◆ **EXERCISE DETAILS**
Every line of the material that follows must be printed again exactly.

◆ **SOURCE MATERIAL**
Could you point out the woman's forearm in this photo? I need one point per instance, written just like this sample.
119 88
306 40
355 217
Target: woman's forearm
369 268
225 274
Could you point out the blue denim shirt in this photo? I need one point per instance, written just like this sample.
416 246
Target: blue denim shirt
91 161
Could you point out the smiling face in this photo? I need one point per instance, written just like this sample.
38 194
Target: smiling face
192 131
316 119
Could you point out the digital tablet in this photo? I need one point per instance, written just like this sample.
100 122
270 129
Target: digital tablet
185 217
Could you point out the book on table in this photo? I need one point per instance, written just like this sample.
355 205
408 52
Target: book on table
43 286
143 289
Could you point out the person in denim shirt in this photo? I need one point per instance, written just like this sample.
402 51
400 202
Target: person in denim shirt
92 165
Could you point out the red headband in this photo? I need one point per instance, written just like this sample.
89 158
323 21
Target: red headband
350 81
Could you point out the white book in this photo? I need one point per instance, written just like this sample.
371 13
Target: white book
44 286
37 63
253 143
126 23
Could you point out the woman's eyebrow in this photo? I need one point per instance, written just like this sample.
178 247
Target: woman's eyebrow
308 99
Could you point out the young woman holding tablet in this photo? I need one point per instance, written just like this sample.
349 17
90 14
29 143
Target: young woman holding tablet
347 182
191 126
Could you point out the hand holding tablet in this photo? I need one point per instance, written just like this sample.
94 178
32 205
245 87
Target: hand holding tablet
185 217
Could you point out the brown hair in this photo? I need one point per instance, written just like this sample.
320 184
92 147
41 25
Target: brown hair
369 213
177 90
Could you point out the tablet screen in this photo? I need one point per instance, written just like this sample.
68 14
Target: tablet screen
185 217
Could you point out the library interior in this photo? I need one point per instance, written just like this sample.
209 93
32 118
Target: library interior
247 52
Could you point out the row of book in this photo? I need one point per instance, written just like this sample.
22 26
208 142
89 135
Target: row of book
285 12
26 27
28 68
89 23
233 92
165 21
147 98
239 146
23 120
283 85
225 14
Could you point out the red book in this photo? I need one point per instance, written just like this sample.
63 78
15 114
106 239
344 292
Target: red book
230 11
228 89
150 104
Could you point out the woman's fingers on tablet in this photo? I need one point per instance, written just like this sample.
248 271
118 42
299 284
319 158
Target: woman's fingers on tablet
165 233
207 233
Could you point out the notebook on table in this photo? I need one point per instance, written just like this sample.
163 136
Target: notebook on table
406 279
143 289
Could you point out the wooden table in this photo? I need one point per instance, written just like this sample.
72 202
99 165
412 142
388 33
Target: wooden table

◆ **TASK RESPONSE**
Could you point out the woman's forearm in this photo? I need one point per instance, written just like this sample.
119 88
306 40
355 217
Target: woman's forearm
369 268
225 274
Could you point out the blue denim shirt in this photo? I need one point per instance, written just like this sample.
416 246
Target: blue denim shirt
91 161
Could you point out the smiling face in this photo? I need one point per instance, written just like this sample.
38 194
Target: smiling face
192 131
316 119
Could you point out the digital tablet in this photo? I need one point per instance, written just like this sample.
100 122
270 129
Target: digital tablet
185 217
Could you point out the book on table in this photo? I need one point per instance, written just like this sample.
355 205
408 52
Target: book on table
43 286
143 289
Could you point out the person in denim shirt in this photo? I need one point per instance, written just like this sample.
402 51
400 202
Target: person in denim shirt
92 165
Could you point out the red headband in this photo? I need one point per instance, written just like this sample.
89 158
323 21
Target: red headband
350 81
Could you point out the white book in this photo? I need one point per instance, written just like this sample.
371 13
Target: white book
44 286
37 63
253 143
126 23
Could you point out the woman's eyebrow in this photo? I need one point per instance, written just like this sample.
178 247
Target: woman's eyebrow
308 99
Could you point out the young woman holding tablet in this photo? I need one point per instance, written just like this sample.
349 17
90 14
29 143
Target: young woman holding tablet
347 182
191 126
Could you point out the hand holding tablet in this photo? I need one point per instance, written just like this sample.
94 178
32 205
245 87
Target: hand holding tablet
185 217
Could you point out the brown hair in this photo? I need one point per instance, written just like this sample.
320 184
92 147
41 25
Target: brown hair
369 213
177 90
Could you point out the tablet screen in this photo? I need one point per instance, written just like this sample.
68 14
Target: tablet screen
185 217
Could you point out the library interior in this photo? I need one point per instance, written just like this sample.
209 93
32 118
Target: library interior
247 52
Could you point out the row of book in this photo? I need one point per instance, written just like this sample.
22 26
208 142
89 135
Target: row of book
285 12
26 27
28 68
89 23
233 92
165 21
147 98
239 146
23 120
283 85
225 14
Could you point out the red book in this photo? I need one point per instance, written just like this sample.
63 78
15 114
106 239
344 292
Target: red book
230 11
228 89
150 104
Could you point out the woman's fingers on tablet in this photo? I need one point per instance, written just like this sample.
248 271
118 42
299 284
319 158
Target: woman's fingers on tablet
165 233
207 233
Could you point out the notebook on table in this photo? I need one point per instance, written just like this sample.
163 136
Target: notebook on table
406 279
143 289
Could you point out the wooden table in this photo? I need one point per instance, written just like this sample.
72 202
99 165
412 142
388 33
Target: wooden table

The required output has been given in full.